[[ Passage to read open ]]

In our recent work which we will be presenting at ICSE 2023 Conference, for the first time, we demonstrate the usefulness of LLMs for production incident diagnosis. When an incident is created, the author would specify a title for the incident and describe any relevant details such as any error messages, anomalous behavior and other details which could potentially help with resolution. We use the title and the summary of a given incident as the input for LLMs and generate root cause and mitigation steps.

We do a rigorous study on more than 40,000 incidents and compare several LLMs in zero-shot, fine-tuned and multi-task settings. We find that fine-tuned the GPT-3 and GPT-3.5 models significantly improves the effectiveness of LLMs for incident data.

[[ Passage to read closed ]]
[[ Excerpted records open ]]

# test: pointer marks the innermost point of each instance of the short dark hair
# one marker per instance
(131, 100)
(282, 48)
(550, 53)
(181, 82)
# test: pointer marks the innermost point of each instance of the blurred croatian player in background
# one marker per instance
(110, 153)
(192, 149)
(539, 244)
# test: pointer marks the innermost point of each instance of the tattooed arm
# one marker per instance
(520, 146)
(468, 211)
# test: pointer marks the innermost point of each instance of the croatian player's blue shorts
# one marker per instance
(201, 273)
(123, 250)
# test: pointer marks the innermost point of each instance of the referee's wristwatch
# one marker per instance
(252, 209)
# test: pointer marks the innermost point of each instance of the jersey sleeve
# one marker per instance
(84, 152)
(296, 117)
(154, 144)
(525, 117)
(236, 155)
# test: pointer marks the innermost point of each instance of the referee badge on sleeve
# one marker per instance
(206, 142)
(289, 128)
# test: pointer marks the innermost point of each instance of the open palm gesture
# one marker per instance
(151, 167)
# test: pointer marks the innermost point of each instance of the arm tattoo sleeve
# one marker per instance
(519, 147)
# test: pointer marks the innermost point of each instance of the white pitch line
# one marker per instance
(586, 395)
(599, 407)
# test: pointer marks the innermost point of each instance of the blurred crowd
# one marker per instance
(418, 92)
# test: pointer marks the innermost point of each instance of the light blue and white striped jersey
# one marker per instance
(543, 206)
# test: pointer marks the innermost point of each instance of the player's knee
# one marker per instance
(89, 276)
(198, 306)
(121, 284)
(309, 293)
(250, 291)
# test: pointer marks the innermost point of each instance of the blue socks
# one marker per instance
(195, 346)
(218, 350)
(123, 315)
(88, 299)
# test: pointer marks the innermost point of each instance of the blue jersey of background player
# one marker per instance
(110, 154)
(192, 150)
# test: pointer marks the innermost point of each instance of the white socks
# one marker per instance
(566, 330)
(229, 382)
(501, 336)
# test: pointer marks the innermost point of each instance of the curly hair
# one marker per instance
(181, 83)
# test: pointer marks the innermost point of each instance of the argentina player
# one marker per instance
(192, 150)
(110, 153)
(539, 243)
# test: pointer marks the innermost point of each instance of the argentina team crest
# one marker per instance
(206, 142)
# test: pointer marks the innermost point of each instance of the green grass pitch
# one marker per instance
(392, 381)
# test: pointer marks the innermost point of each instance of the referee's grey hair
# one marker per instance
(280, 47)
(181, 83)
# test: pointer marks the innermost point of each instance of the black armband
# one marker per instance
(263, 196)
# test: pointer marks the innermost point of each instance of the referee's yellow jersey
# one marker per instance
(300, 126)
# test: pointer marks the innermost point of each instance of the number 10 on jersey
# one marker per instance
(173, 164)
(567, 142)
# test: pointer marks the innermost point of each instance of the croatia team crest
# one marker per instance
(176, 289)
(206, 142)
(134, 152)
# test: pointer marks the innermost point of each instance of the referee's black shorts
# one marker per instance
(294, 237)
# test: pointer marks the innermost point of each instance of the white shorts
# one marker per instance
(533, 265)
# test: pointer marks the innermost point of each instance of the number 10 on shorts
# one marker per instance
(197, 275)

[[ Excerpted records closed ]]

--- Activity A ---
In the passage on incident diagnosis, which two parts of an incident are given to the LLMs as input?
--- Activity B ---
Reproduce the passage on incident diagnosis word for word, starting at "In our recent" and ending at "and mitigation steps.".

--- Your solution A ---
The title and the summary of the incident.

--- Your solution B ---
In our recent work which we will be presenting at ICSE 2023 Conference, for the first time, we demonstrate the usefulness of LLMs for production incident diagnosis. When an incident is created, the author would specify a title for the incident and describe any relevant details such as any error messages, anomalous behavior and other details which could potentially help with resolution. We use the title and the summary of a given incident as the input for LLMs and generate root cause and mitigation steps.